= Try it =
In the records below, copy the line that contains "Where can you see the eye here?" and each line after it, word for word, through the last.

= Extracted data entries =
▬▬▬

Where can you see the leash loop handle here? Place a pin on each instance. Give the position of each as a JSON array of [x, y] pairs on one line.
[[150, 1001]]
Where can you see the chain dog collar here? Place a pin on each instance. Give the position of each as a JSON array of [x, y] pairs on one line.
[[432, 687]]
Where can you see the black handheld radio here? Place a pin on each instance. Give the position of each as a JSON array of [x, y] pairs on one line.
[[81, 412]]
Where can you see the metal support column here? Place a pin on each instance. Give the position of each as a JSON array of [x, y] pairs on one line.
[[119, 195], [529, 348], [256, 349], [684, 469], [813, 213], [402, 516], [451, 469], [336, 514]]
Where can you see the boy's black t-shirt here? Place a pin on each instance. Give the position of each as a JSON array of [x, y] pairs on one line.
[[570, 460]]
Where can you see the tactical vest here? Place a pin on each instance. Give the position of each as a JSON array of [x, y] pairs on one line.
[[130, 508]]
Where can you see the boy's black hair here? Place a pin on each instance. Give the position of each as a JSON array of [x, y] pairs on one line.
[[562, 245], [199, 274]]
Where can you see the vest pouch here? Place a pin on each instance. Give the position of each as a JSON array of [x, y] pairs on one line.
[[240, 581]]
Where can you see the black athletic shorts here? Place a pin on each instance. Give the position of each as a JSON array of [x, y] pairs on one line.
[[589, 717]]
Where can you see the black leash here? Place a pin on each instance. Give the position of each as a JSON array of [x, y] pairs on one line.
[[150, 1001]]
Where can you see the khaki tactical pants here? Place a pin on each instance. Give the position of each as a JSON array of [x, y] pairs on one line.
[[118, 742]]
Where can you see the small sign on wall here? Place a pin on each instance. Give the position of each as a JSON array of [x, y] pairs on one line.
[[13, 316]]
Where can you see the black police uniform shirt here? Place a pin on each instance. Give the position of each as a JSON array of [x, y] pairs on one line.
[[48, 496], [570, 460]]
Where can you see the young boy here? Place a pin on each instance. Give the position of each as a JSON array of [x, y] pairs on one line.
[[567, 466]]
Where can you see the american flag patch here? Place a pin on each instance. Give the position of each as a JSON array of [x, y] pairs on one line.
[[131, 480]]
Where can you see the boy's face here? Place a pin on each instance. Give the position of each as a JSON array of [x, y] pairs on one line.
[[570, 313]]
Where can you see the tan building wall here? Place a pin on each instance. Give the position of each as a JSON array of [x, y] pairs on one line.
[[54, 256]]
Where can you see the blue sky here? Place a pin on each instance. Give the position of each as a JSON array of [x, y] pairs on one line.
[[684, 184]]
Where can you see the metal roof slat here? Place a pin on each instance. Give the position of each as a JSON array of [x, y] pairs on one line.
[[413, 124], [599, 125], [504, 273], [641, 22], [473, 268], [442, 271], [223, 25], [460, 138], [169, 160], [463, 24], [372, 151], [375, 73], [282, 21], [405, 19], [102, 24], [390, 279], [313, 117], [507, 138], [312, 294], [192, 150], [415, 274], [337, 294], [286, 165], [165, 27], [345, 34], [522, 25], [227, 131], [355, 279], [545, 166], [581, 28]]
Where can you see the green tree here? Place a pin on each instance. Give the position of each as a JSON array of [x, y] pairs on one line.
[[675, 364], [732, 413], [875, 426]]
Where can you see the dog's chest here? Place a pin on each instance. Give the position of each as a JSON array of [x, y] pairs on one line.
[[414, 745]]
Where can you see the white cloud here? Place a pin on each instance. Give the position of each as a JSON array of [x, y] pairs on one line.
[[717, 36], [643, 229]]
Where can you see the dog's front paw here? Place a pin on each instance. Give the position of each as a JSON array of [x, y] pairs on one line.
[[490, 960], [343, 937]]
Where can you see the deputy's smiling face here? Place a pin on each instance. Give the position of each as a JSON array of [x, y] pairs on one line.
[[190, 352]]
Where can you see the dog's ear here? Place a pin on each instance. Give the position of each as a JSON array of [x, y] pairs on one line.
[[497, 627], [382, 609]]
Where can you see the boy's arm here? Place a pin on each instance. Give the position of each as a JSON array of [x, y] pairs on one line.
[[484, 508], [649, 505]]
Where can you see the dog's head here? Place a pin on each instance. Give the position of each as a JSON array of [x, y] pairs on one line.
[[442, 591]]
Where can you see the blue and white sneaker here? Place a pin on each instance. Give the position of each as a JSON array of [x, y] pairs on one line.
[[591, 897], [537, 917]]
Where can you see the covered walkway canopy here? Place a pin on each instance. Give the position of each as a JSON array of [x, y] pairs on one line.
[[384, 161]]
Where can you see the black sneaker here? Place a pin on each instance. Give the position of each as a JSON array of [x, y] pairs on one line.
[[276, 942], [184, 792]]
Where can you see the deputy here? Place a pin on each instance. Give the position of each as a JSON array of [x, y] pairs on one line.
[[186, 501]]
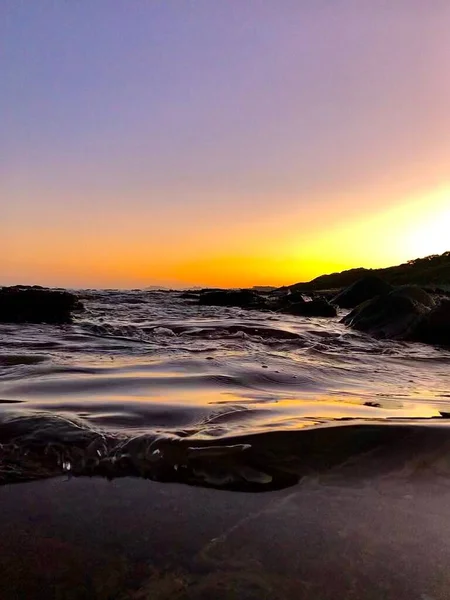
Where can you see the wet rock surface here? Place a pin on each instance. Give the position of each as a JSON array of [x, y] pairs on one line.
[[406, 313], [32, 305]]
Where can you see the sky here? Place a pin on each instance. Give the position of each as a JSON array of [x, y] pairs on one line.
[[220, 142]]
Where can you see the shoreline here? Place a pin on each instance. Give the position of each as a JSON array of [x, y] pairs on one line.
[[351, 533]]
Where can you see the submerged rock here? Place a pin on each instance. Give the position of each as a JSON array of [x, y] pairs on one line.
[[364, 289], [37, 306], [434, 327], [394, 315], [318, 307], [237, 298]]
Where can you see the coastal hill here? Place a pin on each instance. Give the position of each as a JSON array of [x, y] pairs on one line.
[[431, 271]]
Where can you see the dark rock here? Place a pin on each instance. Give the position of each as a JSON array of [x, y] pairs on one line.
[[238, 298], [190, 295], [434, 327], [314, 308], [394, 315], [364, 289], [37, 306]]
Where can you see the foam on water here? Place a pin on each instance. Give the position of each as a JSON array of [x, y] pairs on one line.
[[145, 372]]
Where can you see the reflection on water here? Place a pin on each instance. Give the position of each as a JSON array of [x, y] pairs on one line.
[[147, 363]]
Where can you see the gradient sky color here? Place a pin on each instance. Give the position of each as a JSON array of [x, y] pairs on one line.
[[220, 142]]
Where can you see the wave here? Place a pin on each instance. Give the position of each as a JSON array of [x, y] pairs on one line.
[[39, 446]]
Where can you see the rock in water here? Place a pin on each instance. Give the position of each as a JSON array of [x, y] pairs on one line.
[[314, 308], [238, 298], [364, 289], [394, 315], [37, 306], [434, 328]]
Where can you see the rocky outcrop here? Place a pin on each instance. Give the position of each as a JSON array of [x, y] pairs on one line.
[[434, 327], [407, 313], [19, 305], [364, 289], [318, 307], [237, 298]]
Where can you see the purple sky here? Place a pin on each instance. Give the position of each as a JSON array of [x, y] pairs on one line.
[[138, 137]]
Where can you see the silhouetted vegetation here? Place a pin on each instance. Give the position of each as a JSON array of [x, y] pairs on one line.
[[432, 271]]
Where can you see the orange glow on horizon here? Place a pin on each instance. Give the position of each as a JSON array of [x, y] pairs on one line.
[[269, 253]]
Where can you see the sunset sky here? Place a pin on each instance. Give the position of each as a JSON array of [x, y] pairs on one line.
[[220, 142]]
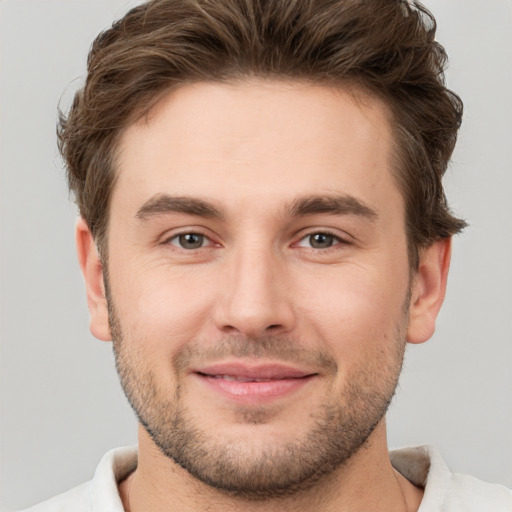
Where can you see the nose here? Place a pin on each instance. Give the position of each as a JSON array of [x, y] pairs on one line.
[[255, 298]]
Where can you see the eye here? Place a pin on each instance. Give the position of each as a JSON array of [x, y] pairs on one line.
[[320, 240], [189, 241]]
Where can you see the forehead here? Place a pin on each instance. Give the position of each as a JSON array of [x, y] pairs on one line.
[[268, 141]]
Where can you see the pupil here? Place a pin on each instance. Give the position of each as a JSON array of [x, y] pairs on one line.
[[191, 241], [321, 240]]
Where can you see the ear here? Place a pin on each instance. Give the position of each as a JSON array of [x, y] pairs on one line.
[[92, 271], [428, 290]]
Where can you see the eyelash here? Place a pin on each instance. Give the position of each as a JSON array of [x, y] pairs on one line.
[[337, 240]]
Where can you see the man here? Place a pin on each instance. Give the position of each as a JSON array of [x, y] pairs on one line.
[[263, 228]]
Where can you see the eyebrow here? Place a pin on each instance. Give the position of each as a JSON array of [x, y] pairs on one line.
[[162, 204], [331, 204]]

▬▬▬

= Reply to the task =
Where can you see the eye here? Place a pin on each instance. Give the position of each as a JSON array of [x, y] pairs on one line.
[[320, 240], [189, 241]]
Where can you see the forehead here? Place a pin on each instance. Give the position of each as a JSON array of [x, y] pairs on one line.
[[268, 141]]
Where can you see the pupil here? Place a pin on each instance. Give the position of each as a JSON array of [x, y] pairs on one line.
[[191, 241], [321, 240]]
Where can you see the ear here? Place a pin on each instance. Give the position of each as a JSON array of [x, y] pairs on one line.
[[92, 271], [428, 290]]
Where can you see the eyelash here? Place a pin on each instance. Give the position of each as a JSON array of [x, y] pairs on one line.
[[337, 240]]
Where can you see the man here? Place a pin on each instance. Give the position of each as a JSON array of [x, y] pairs on one line.
[[263, 228]]
Where can you see the eyebrow here? Place a pin on each instance. Give the position of each as a JSON array of [x, y] pairs on one line.
[[162, 204], [331, 204]]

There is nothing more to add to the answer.